TASK INSTRUCTIONS - Collect every row below that contains the word "water" and copy each one in full.

INPUT ROWS -
§

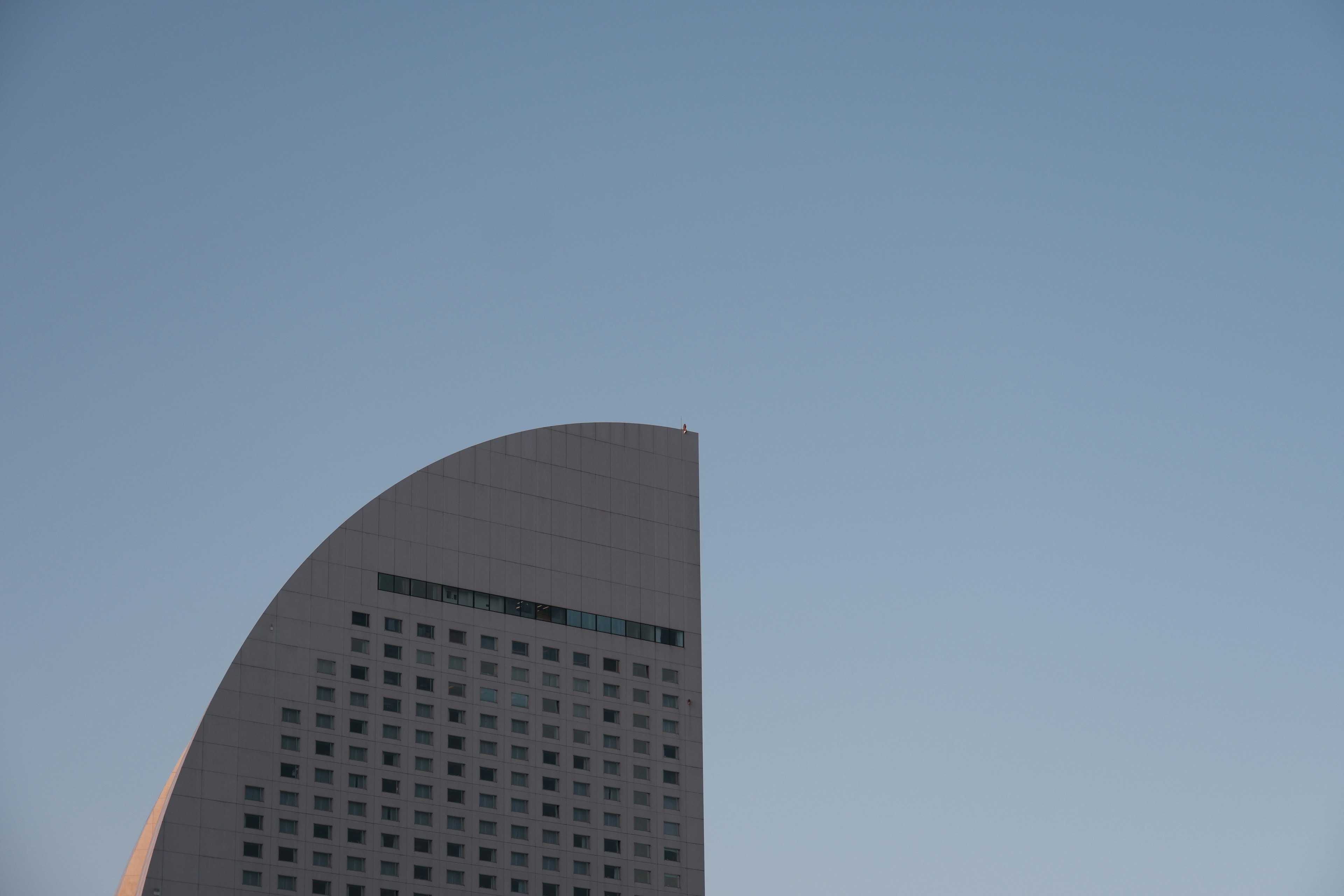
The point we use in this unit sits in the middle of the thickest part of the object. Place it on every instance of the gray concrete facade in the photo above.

§

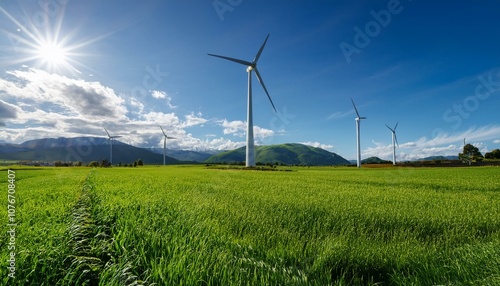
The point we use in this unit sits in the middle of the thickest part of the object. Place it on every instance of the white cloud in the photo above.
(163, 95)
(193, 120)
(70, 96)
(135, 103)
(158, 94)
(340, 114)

§

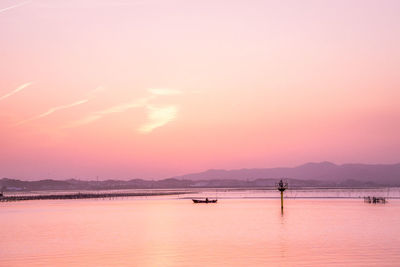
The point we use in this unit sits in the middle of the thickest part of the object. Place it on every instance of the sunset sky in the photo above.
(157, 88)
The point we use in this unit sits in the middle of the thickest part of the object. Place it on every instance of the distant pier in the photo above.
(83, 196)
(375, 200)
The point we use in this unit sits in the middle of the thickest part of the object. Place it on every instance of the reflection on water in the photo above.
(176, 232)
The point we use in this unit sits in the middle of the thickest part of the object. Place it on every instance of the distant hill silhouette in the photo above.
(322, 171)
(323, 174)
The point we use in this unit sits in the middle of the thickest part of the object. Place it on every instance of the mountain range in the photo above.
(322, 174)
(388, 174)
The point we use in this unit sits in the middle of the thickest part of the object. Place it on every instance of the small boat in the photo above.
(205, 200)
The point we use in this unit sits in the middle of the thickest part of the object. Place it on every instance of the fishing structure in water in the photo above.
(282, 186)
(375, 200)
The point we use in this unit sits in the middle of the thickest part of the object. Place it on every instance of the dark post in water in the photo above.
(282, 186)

§

RESPONSE TO THE TASK -
The point we use in this unit sits in the middle of the thickest part of the object. Place it on every instance of the reflection on water in the photo above.
The point we use in this unit sits in the middle of the thickest part of the object. Place it on every instance of the fishing structure in water in the photo above.
The point we use in this unit sits in the middle of the thickest part of the object. Place it on every instance of the dark post in water in the photo above.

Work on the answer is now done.